* **Task prompt**
Repeat every one of the following items word for word, with no changes.

* **Dataset excerpts**
· · · · ·

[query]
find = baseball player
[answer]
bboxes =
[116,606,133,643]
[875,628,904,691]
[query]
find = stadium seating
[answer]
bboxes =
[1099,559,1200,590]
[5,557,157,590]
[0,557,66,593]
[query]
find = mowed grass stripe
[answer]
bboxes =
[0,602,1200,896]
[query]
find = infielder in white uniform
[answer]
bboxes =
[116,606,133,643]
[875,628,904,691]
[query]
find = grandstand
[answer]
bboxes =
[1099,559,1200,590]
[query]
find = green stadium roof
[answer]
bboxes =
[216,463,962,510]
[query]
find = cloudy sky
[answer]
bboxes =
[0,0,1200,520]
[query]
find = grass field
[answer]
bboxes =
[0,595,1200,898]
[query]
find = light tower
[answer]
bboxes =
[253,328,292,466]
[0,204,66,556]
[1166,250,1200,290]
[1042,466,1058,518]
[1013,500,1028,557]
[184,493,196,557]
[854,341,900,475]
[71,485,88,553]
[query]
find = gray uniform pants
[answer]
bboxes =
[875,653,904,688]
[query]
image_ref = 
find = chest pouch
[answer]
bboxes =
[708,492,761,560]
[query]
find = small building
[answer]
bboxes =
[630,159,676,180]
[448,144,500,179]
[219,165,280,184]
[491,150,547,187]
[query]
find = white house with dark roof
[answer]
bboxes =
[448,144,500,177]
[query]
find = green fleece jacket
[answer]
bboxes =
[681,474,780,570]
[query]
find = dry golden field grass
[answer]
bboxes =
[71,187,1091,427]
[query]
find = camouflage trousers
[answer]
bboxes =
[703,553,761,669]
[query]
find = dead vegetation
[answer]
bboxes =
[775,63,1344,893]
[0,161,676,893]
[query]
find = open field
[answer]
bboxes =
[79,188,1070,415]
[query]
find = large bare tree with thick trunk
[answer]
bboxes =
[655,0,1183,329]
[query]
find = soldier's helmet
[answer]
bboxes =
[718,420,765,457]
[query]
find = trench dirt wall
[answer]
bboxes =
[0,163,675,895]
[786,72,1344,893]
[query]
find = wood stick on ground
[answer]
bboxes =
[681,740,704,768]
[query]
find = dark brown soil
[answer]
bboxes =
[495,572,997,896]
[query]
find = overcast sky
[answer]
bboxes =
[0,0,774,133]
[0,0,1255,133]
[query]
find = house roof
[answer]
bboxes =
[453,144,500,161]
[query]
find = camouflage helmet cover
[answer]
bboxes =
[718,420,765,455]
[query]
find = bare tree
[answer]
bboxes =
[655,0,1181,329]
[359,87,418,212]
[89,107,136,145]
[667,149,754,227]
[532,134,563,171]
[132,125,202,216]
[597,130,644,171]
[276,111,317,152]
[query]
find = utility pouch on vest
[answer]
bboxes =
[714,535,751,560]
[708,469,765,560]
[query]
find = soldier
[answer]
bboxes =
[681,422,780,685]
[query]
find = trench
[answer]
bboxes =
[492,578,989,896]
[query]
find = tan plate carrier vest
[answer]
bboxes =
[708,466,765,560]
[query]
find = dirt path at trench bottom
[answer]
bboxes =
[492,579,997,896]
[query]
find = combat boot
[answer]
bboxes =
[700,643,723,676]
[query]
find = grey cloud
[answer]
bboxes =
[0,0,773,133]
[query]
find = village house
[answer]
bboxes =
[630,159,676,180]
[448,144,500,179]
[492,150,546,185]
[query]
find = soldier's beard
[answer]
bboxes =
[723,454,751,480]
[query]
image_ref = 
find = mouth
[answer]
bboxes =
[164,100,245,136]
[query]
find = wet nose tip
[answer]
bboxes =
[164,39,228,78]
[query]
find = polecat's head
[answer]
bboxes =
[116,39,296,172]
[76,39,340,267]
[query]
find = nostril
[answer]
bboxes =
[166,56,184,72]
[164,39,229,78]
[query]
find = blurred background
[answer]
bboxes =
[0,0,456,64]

· · · · ·

* **Solution to the exercise**
[query]
find = baseball player
[answer]
bboxes =
[116,606,133,643]
[875,628,904,691]
[query]
find = stadium seating
[answer]
bboxes =
[1099,559,1200,590]
[5,557,157,590]
[0,557,66,593]
[query]
find = mowed grass stripe
[answer]
bboxes =
[0,602,1200,896]
[query]
find = infielder in white uniform
[answer]
bboxes =
[116,606,133,643]
[875,628,904,691]
[query]
find = grandstand
[answer]
bboxes =
[1099,559,1200,590]
[query]
find = green stadium roof
[answer]
bboxes =
[216,463,962,510]
[query]
find = cloudy sky
[answer]
bboxes =
[0,0,1200,520]
[query]
find = grass field
[answer]
bboxes =
[0,595,1200,898]
[query]
find = light tower
[answer]
bboxes =
[253,328,292,466]
[0,204,66,556]
[1166,250,1200,290]
[1042,466,1058,518]
[1013,500,1028,557]
[184,493,196,557]
[854,341,900,475]
[71,485,88,553]
[query]
find = gray uniform pants
[answer]
bboxes =
[875,653,904,688]
[query]
image_ref = 
find = chest pouch
[answer]
bboxes =
[708,492,761,560]
[query]
find = small building
[answer]
bboxes =
[630,159,676,180]
[448,144,500,179]
[219,165,280,184]
[491,150,547,187]
[query]
find = white house with dark roof
[answer]
bboxes =
[448,144,500,177]
[query]
find = green fleece jacket
[answer]
bboxes =
[681,474,780,570]
[query]
find = dry golden field grass
[answer]
bboxes =
[71,187,1091,427]
[query]
find = camouflage trousers
[answer]
bboxes =
[703,553,761,669]
[query]
find = dead vegetation
[answer]
bboxes =
[775,63,1344,893]
[0,161,676,893]
[query]
find = open field
[answer]
bboxes =
[79,188,1070,415]
[query]
find = large bare tree with thick trunk
[answer]
bboxes =
[655,0,1183,329]
[query]
find = soldier's helmet
[answer]
bboxes =
[718,420,765,457]
[query]
find = trench dirt wall
[answer]
bboxes =
[0,163,675,895]
[786,72,1344,893]
[query]
find = wood stick on ground
[answer]
bboxes =
[681,740,704,768]
[query]
find = dark brown soil
[answer]
bboxes =
[495,572,997,896]
[query]
find = overcast sky
[answer]
bboxes =
[0,0,774,133]
[0,0,1255,133]
[query]
find = house roof
[answer]
bboxes =
[453,144,500,161]
[query]
find = camouflage helmet cover
[answer]
bboxes =
[718,420,765,455]
[query]
find = bare tree
[answer]
bboxes =
[655,0,1181,329]
[359,87,418,212]
[89,107,136,145]
[667,149,754,227]
[532,134,563,171]
[132,125,202,216]
[597,130,644,171]
[276,111,317,152]
[query]
find = utility pouch on vest
[answer]
bboxes =
[714,535,751,560]
[708,469,765,560]
[query]
find = soldier
[answer]
bboxes =
[681,422,780,685]
[query]
find = trench
[answer]
bboxes =
[492,578,989,896]
[query]
find = tan plate carrier vest
[answer]
bboxes =
[708,466,765,560]
[query]
find = dirt path at trench bottom
[answer]
bboxes =
[492,579,997,896]
[query]
find = combat boot
[answer]
bboxes =
[700,643,723,676]
[query]
find = grey cloud
[answer]
bboxes =
[0,0,773,133]
[query]
find = village house
[answer]
bboxes =
[630,159,676,180]
[448,144,500,179]
[492,150,546,185]
[query]
find = soldier's beard
[answer]
bboxes =
[723,454,751,480]
[query]
image_ref = 
find = mouth
[answer]
bboxes =
[164,100,245,136]
[query]
find = wet nose tip
[answer]
bboxes =
[164,39,228,78]
[query]
find = polecat's head
[answer]
bboxes =
[116,39,296,172]
[76,39,340,267]
[query]
find = nostril
[answer]
bboxes =
[166,56,184,72]
[164,39,229,78]
[query]
find = blurred background
[answer]
bboxes =
[0,0,456,64]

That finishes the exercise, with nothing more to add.